• _SHORT EXERCISE_:
Copy the lines below word for word, but leave out the pictures.

***** DATASET ROWS

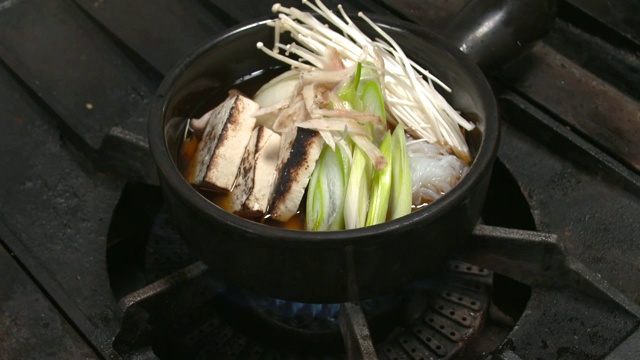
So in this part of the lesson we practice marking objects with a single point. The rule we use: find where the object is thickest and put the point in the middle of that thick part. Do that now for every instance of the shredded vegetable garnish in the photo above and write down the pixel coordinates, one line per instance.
(410, 99)
(332, 128)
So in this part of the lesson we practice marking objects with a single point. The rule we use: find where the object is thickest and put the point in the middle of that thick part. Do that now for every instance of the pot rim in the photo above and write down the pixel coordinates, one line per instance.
(456, 196)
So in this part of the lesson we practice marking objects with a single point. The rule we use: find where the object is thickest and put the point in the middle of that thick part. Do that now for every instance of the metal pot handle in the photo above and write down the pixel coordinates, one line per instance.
(493, 32)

**********

• _EXERCISE ANSWER_:
So in this part of the lesson we practice marking objects with a single point. The rule we use: find where the object is thickest and put the point in the middle of that thick part. Do that now for every instance of the shredded vegetable garnish in the photo above and write down the pixel coordinates, one line per instance.
(410, 99)
(332, 128)
So in this part of the lesson we practice marking objects with a single point. The rule we use: find where the object is thickest and put the point in the middle of that thick part. Do that now for every instance of the pot rim in the photo above and write down the pixel coordinates, one line per instance.
(456, 196)
So in this part of the lesson we practice marking objects with a single point. The rule we use: find where the object is thickest and put the point in the middle of that thick part. Do that now for every instance of the metal pot handle in the photo above and write down the pixel coordinates, one line per instance.
(493, 32)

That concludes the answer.